FRAGMENTO SELECCIONADO
La mujer que nos debían
Trastienda de un magnicidio
12 de abril de 2025
Eternizada en la filmación casera de Abraham Zapruder, Jacqueline Lee Bouvier lucía en aquella mañana de 1963 en Dallas, un traje de dos piezas de paño en color rosado. Esas imágenes no perdieron nunca su sino inapelable. “Jackie”, la sólida película de Pablo Larraín, intrusa el interior de la publicitada tragedia reteniendo su atmósfera de terror y sorpresa. Abre lo no contado: el túnel torpe y profano de los sucesos que le siguieron inmediatamente al magnicidio, algo que faltaba hacer. Retrata a la mujer que, de Dallas a Washington, viaja barruntando el explosivo vuelco de su suerte. Increíblemente, el singular rostro de Portman sostiene, de punta a punta, tres significados simultáneos: perplejidad frente al vaciamiento abrupto, con su novedad de que el poder no está totalmente donde parece y que esto se aprende a balazos; un orgullo radicalmente desafiado por las circunstancias que desovilla la incomodidad con el clan Kennedy; y finalmente, una intima desolación, sutilmente doble, por asistir al final de algo que quizá no existía (la pareja presidencial era una prolongadaimpostura).

TAREA
Transcribe íntegra y palabra por palabra la reseña sobre la película «Jackie».

DATOS DE ORIGEN
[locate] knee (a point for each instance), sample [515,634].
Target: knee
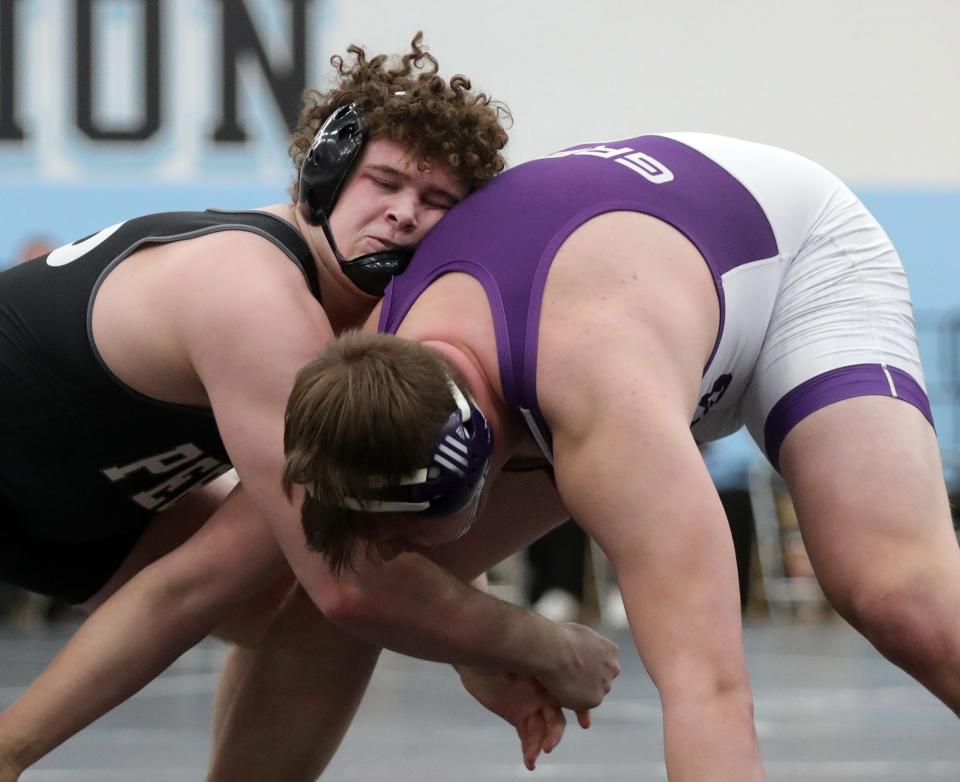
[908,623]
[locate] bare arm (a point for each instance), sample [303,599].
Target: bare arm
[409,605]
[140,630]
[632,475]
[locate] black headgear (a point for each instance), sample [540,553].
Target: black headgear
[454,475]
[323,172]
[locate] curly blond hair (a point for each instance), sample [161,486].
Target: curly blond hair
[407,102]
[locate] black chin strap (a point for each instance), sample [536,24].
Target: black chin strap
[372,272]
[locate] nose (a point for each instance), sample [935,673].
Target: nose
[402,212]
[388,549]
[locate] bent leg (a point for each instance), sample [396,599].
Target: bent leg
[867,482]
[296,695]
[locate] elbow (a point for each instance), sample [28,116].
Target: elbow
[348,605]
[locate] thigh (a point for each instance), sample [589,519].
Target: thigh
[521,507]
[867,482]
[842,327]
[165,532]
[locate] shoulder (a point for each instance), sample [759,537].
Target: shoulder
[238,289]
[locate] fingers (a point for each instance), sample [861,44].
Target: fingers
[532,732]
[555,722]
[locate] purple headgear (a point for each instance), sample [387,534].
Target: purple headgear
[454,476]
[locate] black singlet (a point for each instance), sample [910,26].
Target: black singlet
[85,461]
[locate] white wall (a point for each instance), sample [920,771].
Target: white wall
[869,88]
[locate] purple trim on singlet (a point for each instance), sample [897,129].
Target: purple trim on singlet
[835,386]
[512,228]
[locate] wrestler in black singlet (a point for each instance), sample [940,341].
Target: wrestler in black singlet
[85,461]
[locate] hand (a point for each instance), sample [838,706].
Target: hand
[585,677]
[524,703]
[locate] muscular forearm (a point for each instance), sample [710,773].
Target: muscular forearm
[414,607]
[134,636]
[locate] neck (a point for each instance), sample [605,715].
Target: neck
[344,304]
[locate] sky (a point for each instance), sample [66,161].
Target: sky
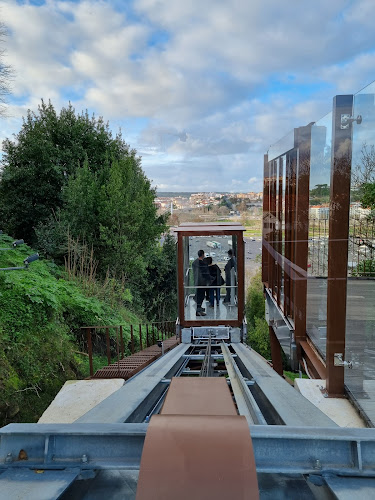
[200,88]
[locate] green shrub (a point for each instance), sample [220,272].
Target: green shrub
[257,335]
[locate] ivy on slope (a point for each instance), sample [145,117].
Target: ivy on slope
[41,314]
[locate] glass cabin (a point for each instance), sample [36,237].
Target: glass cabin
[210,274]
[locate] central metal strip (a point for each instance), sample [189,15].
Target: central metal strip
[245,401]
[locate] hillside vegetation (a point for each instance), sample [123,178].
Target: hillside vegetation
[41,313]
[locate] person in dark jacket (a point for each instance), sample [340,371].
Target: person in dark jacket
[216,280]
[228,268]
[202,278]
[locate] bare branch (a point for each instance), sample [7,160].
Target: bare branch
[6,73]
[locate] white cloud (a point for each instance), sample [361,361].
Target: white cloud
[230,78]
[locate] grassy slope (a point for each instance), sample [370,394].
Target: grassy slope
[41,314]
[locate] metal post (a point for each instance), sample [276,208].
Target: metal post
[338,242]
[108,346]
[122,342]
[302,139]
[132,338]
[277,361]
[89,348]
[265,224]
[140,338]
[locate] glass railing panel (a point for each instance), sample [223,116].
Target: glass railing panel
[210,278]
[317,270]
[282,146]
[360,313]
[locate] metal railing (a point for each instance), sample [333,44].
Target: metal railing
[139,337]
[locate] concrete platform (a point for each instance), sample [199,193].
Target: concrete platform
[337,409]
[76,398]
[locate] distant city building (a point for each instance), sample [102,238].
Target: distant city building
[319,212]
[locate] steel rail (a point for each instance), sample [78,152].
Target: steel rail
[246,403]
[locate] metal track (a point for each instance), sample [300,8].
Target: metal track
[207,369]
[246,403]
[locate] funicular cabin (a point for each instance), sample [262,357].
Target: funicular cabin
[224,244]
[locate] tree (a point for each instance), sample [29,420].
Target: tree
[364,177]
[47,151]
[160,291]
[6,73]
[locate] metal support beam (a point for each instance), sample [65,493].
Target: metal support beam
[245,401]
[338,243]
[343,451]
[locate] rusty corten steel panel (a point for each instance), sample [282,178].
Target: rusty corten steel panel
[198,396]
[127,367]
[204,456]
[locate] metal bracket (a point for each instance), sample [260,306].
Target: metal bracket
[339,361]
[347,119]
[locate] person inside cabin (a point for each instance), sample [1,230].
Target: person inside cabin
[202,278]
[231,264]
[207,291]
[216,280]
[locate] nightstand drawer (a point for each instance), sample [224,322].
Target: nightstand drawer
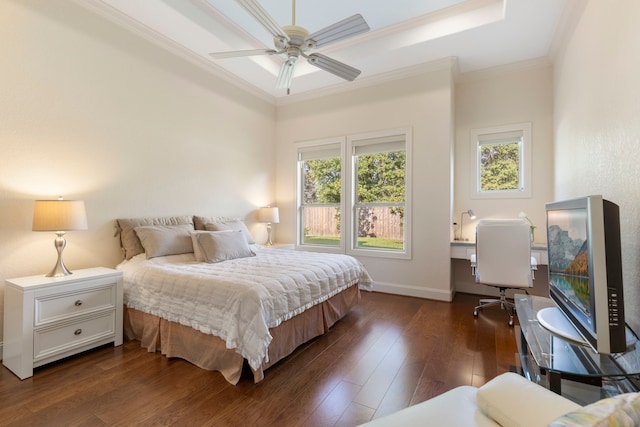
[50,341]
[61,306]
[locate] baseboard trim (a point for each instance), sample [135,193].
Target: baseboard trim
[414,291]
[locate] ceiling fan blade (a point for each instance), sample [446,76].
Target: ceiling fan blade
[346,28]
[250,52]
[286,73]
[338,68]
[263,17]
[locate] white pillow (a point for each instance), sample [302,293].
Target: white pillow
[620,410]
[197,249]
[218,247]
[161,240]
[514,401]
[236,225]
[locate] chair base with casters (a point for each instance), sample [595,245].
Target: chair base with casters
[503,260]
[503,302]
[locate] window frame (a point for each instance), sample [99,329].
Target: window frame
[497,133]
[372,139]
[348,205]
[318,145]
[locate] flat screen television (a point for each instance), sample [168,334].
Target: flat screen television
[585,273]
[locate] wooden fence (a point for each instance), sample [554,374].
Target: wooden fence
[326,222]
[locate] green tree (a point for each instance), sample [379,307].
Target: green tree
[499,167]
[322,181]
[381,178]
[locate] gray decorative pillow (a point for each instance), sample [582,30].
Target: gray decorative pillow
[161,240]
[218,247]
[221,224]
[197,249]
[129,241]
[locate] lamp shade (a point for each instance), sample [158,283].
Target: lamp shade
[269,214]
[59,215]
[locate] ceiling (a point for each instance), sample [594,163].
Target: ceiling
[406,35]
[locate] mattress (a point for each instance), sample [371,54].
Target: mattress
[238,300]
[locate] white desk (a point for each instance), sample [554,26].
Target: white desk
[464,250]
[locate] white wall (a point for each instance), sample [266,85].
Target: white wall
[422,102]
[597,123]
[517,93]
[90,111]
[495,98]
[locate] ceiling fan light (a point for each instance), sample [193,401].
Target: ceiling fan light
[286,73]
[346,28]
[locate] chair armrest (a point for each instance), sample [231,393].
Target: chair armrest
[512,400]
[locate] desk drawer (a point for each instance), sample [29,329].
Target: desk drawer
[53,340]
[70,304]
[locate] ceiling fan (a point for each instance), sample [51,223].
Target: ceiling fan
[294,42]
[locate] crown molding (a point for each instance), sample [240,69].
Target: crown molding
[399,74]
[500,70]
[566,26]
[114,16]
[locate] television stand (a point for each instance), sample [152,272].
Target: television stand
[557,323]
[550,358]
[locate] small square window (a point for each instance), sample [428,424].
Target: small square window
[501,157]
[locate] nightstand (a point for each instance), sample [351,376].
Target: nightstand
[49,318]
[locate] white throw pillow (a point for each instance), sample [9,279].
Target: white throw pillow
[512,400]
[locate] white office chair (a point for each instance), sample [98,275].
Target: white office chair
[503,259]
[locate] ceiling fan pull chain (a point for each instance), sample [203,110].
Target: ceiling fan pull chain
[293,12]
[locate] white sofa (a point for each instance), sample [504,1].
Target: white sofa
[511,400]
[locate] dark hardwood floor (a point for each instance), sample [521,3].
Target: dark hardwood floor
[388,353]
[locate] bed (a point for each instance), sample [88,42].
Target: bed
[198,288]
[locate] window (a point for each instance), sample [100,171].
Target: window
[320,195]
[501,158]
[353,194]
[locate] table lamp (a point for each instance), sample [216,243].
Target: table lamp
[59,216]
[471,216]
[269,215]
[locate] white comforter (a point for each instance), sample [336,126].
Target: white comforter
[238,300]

SOLUCIÓN
La mujer que nos debían
Trastienda de un magnicidio
12 de abril de 2025
Eternizada en la filmación casera de Abraham Zapruder, Jacqueline Lee Bouvier lucía en aquella mañana de 1963 en Dallas, un traje de dos piezas de paño en color rosado. Esas imágenes no perdieron nunca su sino inapelable. “Jackie”, la sólida película de Pablo Larraín, intrusa el interior de la publicitada tragedia reteniendo su atmósfera de terror y sorpresa. Abre lo no contado: el túnel torpe y profano de los sucesos que le siguieron inmediatamente al magnicidio, algo que faltaba hacer. Retrata a la mujer que, de Dallas a Washington, viaja barruntando el explosivo vuelco de su suerte. Increíblemente, el singular rostro de Portman sostiene, de punta a punta, tres significados simultáneos: perplejidad frente al vaciamiento abrupto, con su novedad de que el poder no está totalmente donde parece y que esto se aprende a balazos; un orgullo radicalmente desafiado por las circunstancias que desovilla la incomodidad con el clan Kennedy; y finalmente, una intima desolación, sutilmente doble, por asistir al final de algo que quizá no existía (la pareja presidencial era una prolongadaimpostura).